• Dataset rows showing where objects appear:
^^^^^^^^
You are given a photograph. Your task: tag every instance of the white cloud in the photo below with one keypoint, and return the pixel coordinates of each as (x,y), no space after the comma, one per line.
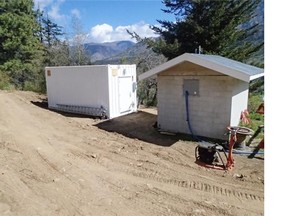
(106,33)
(76,13)
(42,3)
(54,11)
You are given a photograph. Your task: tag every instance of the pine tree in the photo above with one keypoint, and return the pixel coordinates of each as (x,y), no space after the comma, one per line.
(219,27)
(20,49)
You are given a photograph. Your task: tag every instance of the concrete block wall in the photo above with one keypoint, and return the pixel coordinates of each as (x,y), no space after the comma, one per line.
(210,112)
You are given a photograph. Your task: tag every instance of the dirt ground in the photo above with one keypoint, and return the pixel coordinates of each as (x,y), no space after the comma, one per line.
(59,164)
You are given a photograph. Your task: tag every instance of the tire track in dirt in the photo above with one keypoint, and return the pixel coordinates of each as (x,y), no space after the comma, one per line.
(196,185)
(158,177)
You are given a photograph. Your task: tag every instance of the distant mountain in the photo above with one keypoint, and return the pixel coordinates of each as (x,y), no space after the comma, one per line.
(128,56)
(99,51)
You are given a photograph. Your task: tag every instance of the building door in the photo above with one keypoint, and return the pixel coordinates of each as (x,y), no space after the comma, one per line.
(125,93)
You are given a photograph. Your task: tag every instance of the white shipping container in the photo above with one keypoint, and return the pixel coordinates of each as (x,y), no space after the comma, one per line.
(99,90)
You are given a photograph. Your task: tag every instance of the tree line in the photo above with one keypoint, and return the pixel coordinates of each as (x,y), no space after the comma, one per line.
(30,40)
(229,28)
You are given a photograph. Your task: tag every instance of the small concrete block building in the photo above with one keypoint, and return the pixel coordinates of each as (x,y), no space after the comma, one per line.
(217,90)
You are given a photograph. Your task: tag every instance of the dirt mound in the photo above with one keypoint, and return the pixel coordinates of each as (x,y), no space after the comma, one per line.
(60,164)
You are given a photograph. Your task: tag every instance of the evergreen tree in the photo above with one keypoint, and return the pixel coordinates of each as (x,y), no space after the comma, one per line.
(20,48)
(219,27)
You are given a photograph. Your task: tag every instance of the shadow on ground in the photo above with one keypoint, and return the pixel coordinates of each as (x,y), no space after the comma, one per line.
(44,105)
(140,125)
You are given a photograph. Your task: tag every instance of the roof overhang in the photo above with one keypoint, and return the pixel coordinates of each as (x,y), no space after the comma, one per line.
(220,64)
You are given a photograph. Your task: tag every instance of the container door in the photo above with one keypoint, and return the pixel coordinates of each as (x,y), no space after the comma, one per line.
(125,93)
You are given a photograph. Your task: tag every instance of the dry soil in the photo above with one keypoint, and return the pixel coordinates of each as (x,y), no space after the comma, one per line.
(61,164)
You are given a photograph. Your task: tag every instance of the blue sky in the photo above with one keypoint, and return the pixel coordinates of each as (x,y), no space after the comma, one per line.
(106,21)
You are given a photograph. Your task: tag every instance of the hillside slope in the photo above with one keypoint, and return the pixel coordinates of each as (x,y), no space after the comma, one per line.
(60,164)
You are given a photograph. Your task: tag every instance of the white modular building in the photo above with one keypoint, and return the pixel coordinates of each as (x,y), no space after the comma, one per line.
(99,90)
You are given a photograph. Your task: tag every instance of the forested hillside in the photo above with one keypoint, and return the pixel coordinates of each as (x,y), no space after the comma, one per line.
(30,40)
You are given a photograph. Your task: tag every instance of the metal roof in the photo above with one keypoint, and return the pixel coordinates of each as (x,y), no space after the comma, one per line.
(220,64)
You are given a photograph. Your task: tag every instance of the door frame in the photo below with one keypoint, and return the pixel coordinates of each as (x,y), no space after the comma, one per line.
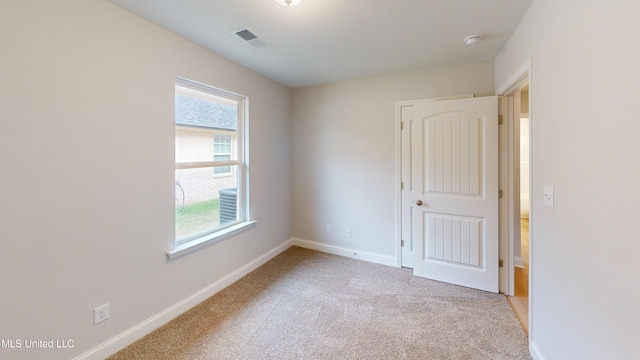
(508,210)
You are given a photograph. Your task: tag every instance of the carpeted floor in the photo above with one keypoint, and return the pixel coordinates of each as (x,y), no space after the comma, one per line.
(305,304)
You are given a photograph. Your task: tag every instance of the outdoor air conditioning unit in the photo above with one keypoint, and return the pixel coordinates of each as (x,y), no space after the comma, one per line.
(228,206)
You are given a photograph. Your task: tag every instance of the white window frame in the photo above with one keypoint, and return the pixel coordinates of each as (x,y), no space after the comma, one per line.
(190,244)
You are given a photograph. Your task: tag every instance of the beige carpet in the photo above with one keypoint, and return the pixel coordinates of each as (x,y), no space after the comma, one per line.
(310,305)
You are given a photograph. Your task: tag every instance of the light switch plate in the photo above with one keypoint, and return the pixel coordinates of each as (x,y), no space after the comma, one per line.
(547,193)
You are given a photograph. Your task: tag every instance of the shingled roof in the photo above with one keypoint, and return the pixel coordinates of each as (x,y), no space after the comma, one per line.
(205,114)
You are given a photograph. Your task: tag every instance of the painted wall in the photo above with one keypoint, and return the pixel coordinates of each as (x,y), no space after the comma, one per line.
(585,127)
(87,215)
(344,140)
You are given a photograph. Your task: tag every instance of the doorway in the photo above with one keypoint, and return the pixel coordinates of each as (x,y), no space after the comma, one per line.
(449,190)
(521,201)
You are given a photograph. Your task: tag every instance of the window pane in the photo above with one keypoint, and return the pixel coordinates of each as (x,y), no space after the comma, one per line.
(205,125)
(222,169)
(204,202)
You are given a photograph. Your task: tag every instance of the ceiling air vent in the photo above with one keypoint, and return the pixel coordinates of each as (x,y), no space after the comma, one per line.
(249,37)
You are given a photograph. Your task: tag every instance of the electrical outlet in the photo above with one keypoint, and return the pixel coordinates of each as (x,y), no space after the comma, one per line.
(100,314)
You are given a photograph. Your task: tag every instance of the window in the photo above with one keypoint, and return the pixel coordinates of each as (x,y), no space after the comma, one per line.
(222,152)
(210,164)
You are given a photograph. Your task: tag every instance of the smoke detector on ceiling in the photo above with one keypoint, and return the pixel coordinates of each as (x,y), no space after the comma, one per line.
(248,36)
(472,39)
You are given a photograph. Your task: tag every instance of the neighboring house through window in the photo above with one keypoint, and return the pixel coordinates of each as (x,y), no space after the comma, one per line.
(222,152)
(210,163)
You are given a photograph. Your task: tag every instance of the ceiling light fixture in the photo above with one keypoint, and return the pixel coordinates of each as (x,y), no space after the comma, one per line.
(288,2)
(472,39)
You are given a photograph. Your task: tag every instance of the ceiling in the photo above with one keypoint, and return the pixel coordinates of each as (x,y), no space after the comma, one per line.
(324,41)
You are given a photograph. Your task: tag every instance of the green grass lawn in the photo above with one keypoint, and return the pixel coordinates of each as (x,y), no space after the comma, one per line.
(197,217)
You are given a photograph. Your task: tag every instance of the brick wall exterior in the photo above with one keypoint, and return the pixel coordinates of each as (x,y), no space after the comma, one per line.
(194,144)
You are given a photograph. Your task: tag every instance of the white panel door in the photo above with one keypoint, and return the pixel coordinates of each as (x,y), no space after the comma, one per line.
(454,192)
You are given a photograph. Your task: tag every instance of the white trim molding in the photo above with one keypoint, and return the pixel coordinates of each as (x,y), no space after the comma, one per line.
(536,354)
(346,252)
(133,334)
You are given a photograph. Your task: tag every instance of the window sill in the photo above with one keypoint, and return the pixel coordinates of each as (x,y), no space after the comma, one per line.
(207,240)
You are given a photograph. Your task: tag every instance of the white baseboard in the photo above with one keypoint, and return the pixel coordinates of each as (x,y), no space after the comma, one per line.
(518,262)
(346,252)
(535,352)
(128,337)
^^^^^^^^
• What you need to do: Reproduce the part of the records that opens with the line containing "the white baseboard" and runs through the end of the records, keeping the request line unchanged. Multiply every coordinate in the answers by 1.85, and round each result to a whole number with halves rounded up.

• Written answer:
You are given a photograph. Your task: tag every instance of the white baseboard in the photo above with one keypoint, and return the pixel coordinates of each as (x,y), no space after the comma, one per line.
(958,485)
(640,466)
(990,651)
(237,623)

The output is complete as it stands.